■ **REQUIRED TASK 1**: Copy the osprey diary text from "It’s already mid-May, and" to "on Thursday morning!".
■ **REQUIRED TASK 2**: Decide whether each statement agrees with the osprey diary, answering yes or no and quoting the words that settle it: (a) LM12 is the female of the pair. (b) The pair is incubating three eggs. (c) The first intrusion of the week happened on Thursday.
■ **REQUIRED TASK 3**: Pick up the osprey diary at the end of its last sentence and continue it.

■ **DOCUMENT EXTRACT**:
* * *
Osprey Diary at Loch of the Lowes – Week 6

It’s already mid-May, and our resident ospreys LM12 (male) and NC0 (female) are continuing to incubate their three eggs here at Loch of the Lowes Wildlife Reserve. It won’t be long now until the first egg hatches, but in the meantime read on to find out about a drama-filled week!

The beginning of the week saw some wet and windy weather, and poor NC0 stayed on the nest through it all. Later in the week, the sun began to shine and we had a beautiful sunrise on Thursday morning!

Sunrise at Loch of the Lowes © Bethany Walsh


It’s been a week of nest intrusions, with many ospreys in the area coming to check out the availability of the nest site. You can read more about why ospreys intrude in our intruder blog here.

The first intrusion of the week took place on Monday 9th May, with an unringed osprey attempting to land on the nest. Over the last three years as a pair, LM12 and NC0 have improved their teamwork when it comes to foiling attempts by other ospreys to claim the nest. Their tactical game-plan tends to consist of NC0 staying on the nest to protect the eggs, while LM12 chases any intruders away from the loch area. This can lead to spectacular flying displays visible from the hides.

On Thursday 12th May, our ospreys had an extremely intense morning of intrusions. It began with an osprey flying overhead and while NC0 was alarm calling, LM12 decided to bring a massive stick and cover her with it! Only a short while later, an unringed intruder landed on the nest. We believe this to be a female osprey who regularly intrudes the nest.
* * *
■ **STORED ROWS**:
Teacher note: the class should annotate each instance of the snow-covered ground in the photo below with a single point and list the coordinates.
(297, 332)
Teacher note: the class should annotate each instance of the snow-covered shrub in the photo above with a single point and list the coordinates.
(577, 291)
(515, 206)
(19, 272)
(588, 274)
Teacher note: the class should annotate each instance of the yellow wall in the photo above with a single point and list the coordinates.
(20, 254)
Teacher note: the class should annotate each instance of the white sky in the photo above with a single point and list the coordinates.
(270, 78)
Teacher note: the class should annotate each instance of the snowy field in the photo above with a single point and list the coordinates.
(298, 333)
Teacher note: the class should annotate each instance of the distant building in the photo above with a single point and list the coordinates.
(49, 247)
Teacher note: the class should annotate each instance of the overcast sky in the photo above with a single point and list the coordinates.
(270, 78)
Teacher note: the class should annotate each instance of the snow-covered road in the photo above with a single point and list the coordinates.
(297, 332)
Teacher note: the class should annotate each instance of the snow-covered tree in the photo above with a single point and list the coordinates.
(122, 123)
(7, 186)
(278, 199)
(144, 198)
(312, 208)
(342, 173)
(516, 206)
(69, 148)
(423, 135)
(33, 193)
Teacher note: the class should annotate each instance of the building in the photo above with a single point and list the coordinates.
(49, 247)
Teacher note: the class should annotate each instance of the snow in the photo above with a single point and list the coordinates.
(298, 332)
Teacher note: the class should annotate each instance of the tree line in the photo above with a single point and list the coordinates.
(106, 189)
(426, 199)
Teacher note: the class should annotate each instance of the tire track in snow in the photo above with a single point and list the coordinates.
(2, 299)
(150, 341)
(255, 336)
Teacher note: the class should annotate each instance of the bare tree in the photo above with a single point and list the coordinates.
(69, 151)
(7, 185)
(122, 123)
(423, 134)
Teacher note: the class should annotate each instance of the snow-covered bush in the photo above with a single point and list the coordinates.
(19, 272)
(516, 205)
* * *
■ **RIGHT ANSWER 1**:
It’s already mid-May, and our resident ospreys LM12 (male) and NC0 (female) are continuing to incubate their three eggs here at Loch of the Lowes Wildlife Reserve. It won’t be long now until the first egg hatches, but in the meantime read on to find out about a drama-filled week!

The beginning of the week saw some wet and windy weather, and poor NC0 stayed on the nest through it all. Later in the week, the sun began to shine and we had a beautiful sunrise on Thursday morning!

■ **RIGHT ANSWER 2**:
(a) No: "LM12 (male)"
(b) Yes: "continuing to incubate their three eggs"
(c) No: "The first intrusion of the week took place on Monday 9th May"

■ **RIGHT ANSWER 3**:
Next, an osprey with a colour ring, Blue/White 8C, landed on the nest. This bird was confirmed to have hatched at Glaslyn Nature Reserve in Wales. It is a female osprey who fledged as the youngest of a brood of three in 2014. She has been sighted several times since, including in Senegal (where many British ospreys overwinter) and in Dorset and Hampshire during the migratory period. She also landed on a webcam nest at Poole Harbour in August 2021 and March 2022. Despite her intrusion, we are really happy that she’s dropped by, as it could be that she’s looking to nest in the area. It’s always a pleasure to connect with other osprey conservation efforts, and we would like to thank Glaslyn Nature Reserve for providing us with detailed information about Blue/White 8C.

This wasn’t all, though. An hour later, a second ringed osprey landed on the nest, this time Blue/White 167. This sighting was reported to the Roy Dennis Foundation, who were able to confirm that Blue/White 167 is a male osprey who was ringed south of Inverness in July 2020 by Hugh Insley. This is likely to be the first time that this osprey has returned to the UK since fledging, so it is likely to be scoping out potential nesting sites for the future. Not all intruding ospreys land on the nest, and we estimate that at least four different birds (including those mentioned) flew over the loch on Thursday. Watch the morning of intrusions unfold in the video below:

Despite the sporadic drama, most of the day consists of LM12 and NC0 taking turns to incubate the eggs, the last of which was laid on 18th April. Eggs usually take around 35-42 days to hatch, so we could see the first  chick this coming week! Until then, it’s regular fish deliveries by LM12, and both ospreys will be seen frequently on the ‘split birch’ perch opposite the hides, whether it be having a preen or tucking into their fishy dinner.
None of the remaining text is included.